Aim of the exercise |
Quote the listing below in full and exactly as written, but omit every picture.

Raw data |
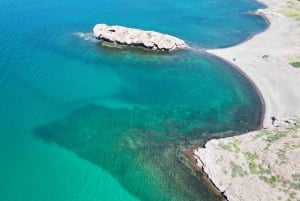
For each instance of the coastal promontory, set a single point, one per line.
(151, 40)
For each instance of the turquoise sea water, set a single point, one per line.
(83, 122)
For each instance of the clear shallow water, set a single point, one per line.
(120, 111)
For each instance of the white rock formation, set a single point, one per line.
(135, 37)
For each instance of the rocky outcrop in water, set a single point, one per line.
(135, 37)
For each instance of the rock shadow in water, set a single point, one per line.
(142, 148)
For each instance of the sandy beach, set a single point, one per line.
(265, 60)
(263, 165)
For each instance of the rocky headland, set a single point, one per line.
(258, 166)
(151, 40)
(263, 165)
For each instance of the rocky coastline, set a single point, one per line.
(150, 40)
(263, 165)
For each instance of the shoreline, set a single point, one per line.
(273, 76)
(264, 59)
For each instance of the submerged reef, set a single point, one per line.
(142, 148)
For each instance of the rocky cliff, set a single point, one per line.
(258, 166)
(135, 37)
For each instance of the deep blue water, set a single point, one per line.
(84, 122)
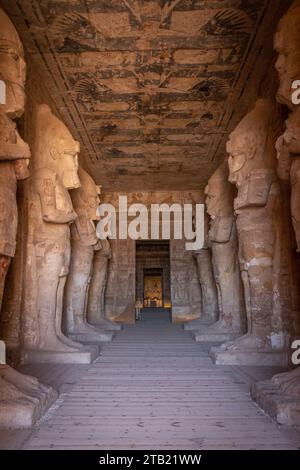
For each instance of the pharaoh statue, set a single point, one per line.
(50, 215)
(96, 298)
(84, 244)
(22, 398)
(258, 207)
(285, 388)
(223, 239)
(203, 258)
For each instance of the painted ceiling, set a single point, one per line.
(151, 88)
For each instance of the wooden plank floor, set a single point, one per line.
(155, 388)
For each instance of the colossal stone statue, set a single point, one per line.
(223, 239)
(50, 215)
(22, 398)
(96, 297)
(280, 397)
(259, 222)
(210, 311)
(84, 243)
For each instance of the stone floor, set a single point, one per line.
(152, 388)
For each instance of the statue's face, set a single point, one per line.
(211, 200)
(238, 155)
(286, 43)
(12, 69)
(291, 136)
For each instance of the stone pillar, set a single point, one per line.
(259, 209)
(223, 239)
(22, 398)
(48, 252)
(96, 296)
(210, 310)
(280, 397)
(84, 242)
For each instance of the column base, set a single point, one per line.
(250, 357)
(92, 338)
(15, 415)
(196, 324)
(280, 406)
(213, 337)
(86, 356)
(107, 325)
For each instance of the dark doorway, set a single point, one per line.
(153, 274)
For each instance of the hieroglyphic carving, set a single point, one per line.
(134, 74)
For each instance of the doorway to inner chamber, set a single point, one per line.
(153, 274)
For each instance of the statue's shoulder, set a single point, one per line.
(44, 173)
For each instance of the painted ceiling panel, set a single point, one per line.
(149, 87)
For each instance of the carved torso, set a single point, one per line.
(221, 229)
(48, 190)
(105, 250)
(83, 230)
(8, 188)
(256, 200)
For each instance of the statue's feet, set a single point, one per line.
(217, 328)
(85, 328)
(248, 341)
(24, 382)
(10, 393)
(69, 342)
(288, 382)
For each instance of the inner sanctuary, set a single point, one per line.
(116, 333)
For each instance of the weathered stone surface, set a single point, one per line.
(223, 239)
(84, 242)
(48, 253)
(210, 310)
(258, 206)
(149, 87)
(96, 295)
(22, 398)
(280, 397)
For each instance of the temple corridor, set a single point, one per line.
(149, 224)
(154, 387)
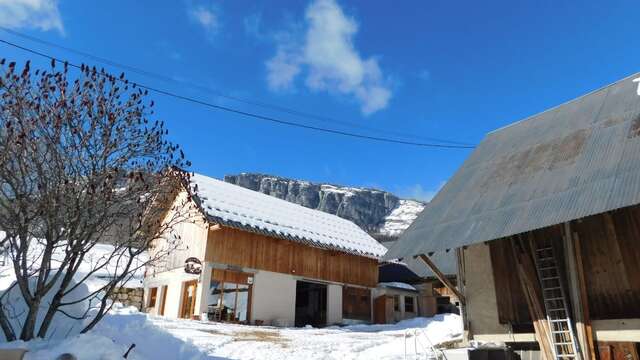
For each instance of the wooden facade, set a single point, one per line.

Answer to the exercise |
For each instance of the coastal promontory, set a single point, one per line.
(151, 40)
For each instance of the turquoise sea water, set a single point, one per line.
(83, 122)
For each instance of the clear shallow water, set a single point, one per line.
(120, 111)
For each instance of the white rock formation, set a single point, one per line.
(135, 37)
For each instance of the rocky outcrop in water, set a single point, one per line.
(135, 37)
For each instance of the rock shadow in water, set a single point, one per line.
(142, 148)
For each instance of the sandy beach, set a single point, one per line.
(265, 60)
(263, 165)
For each instance of the rocky headland, set a single point, one per line.
(258, 166)
(151, 40)
(263, 165)
For each instance of the rocky coastline, set a single point, one per line.
(150, 40)
(263, 165)
For each instance of the shoreline, set a single point, one per line.
(273, 76)
(264, 59)
For each instance of the submerged reef, set a single point, one per line.
(142, 148)
For each instance of the rocky cliff, set a single point, one per line.
(258, 166)
(135, 37)
For each instance of the deep blue water, set a single point, one per line.
(84, 122)
For each instance of the pharaoh statue, set a single point, one per line.
(50, 215)
(96, 298)
(84, 244)
(22, 398)
(258, 207)
(285, 388)
(223, 239)
(203, 258)
For each instance of the painted ceiling, set a single point, one per line.
(151, 88)
For each instance of the wooden plank floor, set a single point, one per line.
(155, 388)
For each instance of the colossal stone statue, set a single point, one per line.
(223, 239)
(50, 215)
(22, 398)
(96, 297)
(280, 397)
(259, 222)
(210, 311)
(84, 243)
For each instance of the stone floor, set a single point, one per line.
(152, 388)
For each instance of the statue's face, set a single point, one per line.
(211, 200)
(238, 155)
(286, 43)
(12, 69)
(291, 136)
For each instance of the stone pillar, set a single point, one per line.
(259, 209)
(223, 239)
(22, 398)
(48, 252)
(96, 296)
(210, 310)
(280, 397)
(84, 242)
For each instance of the column base, set a single point, one per line.
(250, 357)
(92, 338)
(15, 415)
(196, 324)
(280, 406)
(213, 337)
(86, 356)
(107, 325)
For each instance of the dark doorway, set a single point, one per line.
(153, 274)
For each instance of the hieroglyphic carving, set a single point, one per line.
(134, 74)
For each instance of the doorway to inner chamber, set a single point, one per line.
(153, 274)
For each instance of the statue's shoulder, set a single point, one per line.
(44, 173)
For each instance of the painted ceiling panel, set a single point, one per line.
(149, 87)
For each instance of the carved torso, set a single point, one per line.
(221, 229)
(48, 190)
(105, 250)
(83, 230)
(8, 188)
(256, 200)
For each instance of the statue's feet, set a single point, one per line.
(217, 328)
(85, 328)
(248, 341)
(24, 382)
(10, 393)
(69, 342)
(288, 382)
For each instance of the inner sanctuary, set a single point, one per line.
(116, 333)
For each instance of the weathered stone surface, set a single point, one per line.
(223, 239)
(84, 242)
(48, 253)
(210, 310)
(258, 206)
(149, 87)
(96, 295)
(22, 398)
(280, 397)
For each instance of the temple corridor, set a single point, one per line.
(149, 224)
(154, 387)
For each instance of the wooden facade, set a single point, one per line.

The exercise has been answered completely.